- TEKS YANG DIBERIKAN:
┌──
JAKARTA – Guru Besar Pulmonologi dan Kedokteran Respirasi Fakultas Kedokteran (FK) Universitas Indonesia (UI) Prof Dr Tjandra Yoga Aditama menyebut Hand Foot Mouth Disease (HFMD) bukan penyakit berat, namun cukup menular.
“Penyakit ini nama sebenarnya adalah HFMD atau yang sering kali salah kaprah disebut sebagai Flu Singapura, merupakan penyakit yang sebenarnya cukup sering ditemui pada anak dan bayi,” kata Tjandra Yoga Aditama melalui pesan singkat di Jakarta, Sabtu.
Ia mengatakan HFMD memiliki masa inkubasi 3-7 hari yang ditandai dengan demam, muncul rash atau ruam pada kulit dan blister atau benjolan kecil di telapak kaki, tangan dan mukosa mulut. Penderita cenderung tidak nafsu makan dan nyeri pada tenggorokan.
“Biasanya, setelah satu atau dua hari setelah demam, timbul keluhan nyeri di mulut dimulai dari blister sampai kemudian dapat menjadi mucus. Lesi dapat terjadi pada lidah, gusi atau bagian dalam mulut lainnya,” katanya.
└──
- SUMBER DATA:
┌──
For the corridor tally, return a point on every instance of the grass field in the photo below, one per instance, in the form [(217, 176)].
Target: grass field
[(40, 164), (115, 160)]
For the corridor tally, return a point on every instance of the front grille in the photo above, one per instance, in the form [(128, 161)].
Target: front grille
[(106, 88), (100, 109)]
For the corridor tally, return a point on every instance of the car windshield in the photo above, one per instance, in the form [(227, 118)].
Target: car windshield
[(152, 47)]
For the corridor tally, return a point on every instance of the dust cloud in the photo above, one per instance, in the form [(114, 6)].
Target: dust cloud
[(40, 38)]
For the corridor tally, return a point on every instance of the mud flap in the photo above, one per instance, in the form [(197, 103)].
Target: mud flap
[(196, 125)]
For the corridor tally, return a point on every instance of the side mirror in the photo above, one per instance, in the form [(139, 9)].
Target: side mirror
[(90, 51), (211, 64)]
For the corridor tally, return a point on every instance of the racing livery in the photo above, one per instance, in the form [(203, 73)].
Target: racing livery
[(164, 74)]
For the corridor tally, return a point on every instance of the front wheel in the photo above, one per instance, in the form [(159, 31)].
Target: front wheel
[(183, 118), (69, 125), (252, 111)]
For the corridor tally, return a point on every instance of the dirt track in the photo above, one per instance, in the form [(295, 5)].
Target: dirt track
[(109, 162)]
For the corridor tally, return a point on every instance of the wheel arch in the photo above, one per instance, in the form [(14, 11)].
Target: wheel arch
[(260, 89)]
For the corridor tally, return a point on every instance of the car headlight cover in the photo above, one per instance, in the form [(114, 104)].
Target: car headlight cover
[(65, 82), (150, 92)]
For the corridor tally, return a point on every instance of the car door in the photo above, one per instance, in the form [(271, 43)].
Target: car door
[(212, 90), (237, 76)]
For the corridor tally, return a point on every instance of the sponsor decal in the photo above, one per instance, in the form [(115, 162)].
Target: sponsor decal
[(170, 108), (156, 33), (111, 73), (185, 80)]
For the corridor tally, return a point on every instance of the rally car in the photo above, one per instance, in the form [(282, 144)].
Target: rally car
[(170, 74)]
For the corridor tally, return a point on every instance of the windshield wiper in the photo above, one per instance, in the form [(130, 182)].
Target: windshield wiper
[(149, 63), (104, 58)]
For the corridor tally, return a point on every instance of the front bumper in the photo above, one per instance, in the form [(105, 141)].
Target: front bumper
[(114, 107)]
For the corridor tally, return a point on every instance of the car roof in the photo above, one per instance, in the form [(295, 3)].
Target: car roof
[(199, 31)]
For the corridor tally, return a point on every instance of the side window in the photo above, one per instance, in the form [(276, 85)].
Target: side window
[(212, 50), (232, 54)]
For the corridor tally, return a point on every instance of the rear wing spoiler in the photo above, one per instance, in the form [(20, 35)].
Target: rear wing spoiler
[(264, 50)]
└──
- TUGAS 1: Kutip bagian teks tentang HFMD dari "JAKARTA – Guru" sampai "namun cukup menular." tanpa mengubah apa pun.
- TUGAS 2: Sebutkan semua bagian tubuh tempat lesi dapat terjadi menurut teks tentang HFMD.
Catatan di atas merupakan bahan tersendiri yang terpisah dari teks.

- JAWABAN YANG DIHARAPKAN 1:
JAKARTA – Guru Besar Pulmonologi dan Kedokteran Respirasi Fakultas Kedokteran (FK) Universitas Indonesia (UI) Prof Dr Tjandra Yoga Aditama menyebut Hand Foot Mouth Disease (HFMD) bukan penyakit berat, namun cukup menular.

- JAWABAN YANG DIHARAPKAN 2: Lidah, gusi, dan bagian dalam mulut lainnya.